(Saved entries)
____
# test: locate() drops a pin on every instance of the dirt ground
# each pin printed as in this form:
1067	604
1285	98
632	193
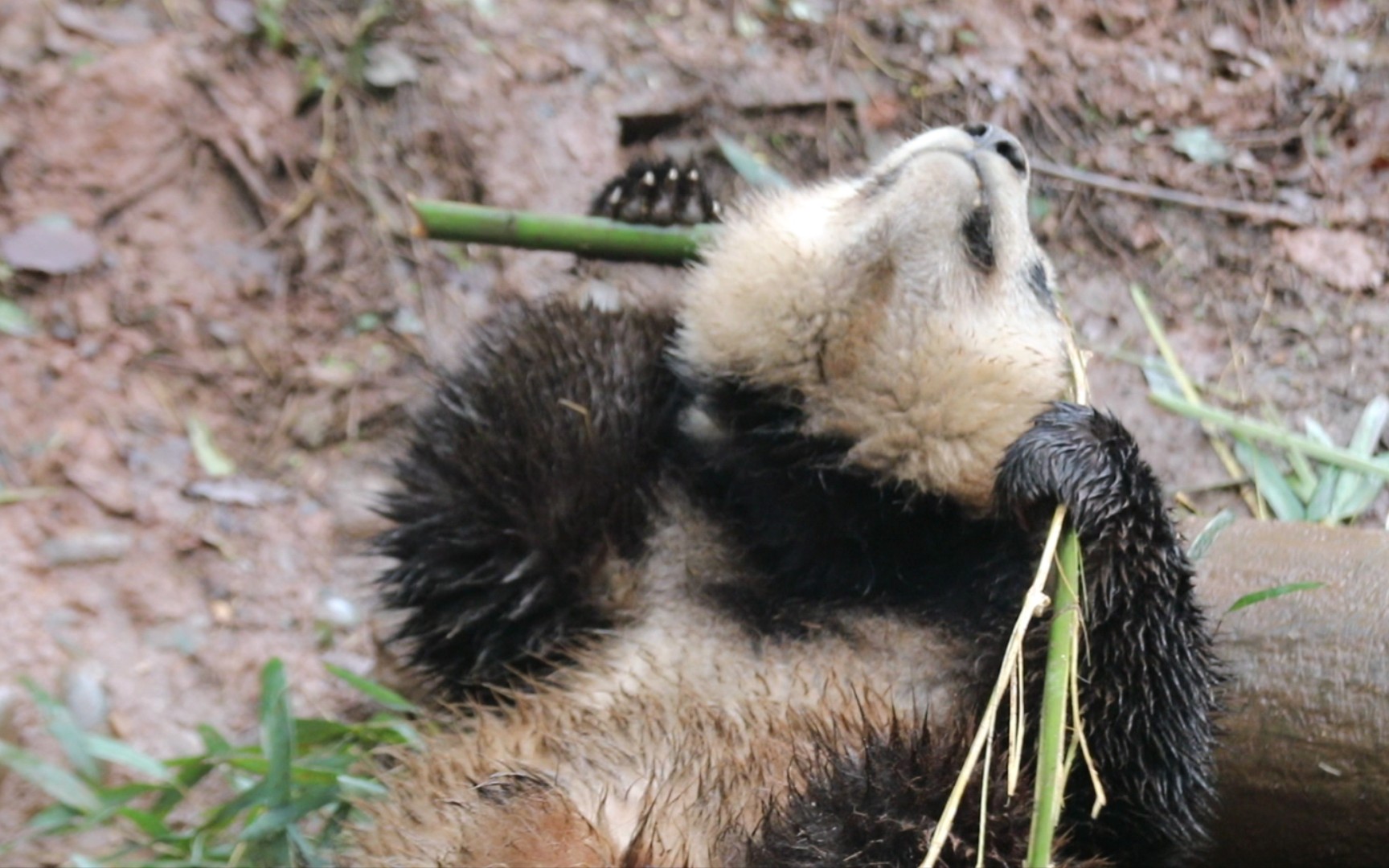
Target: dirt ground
206	231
____
What to do: What is needed is an exact copy of only the lines from the line containing "# each pin printed" through the last line of the entries, inclusive, without the pictures.

Your solution:
# each pin printed as in this form:
1067	604
1285	98
632	193
Target: dirt ground
206	231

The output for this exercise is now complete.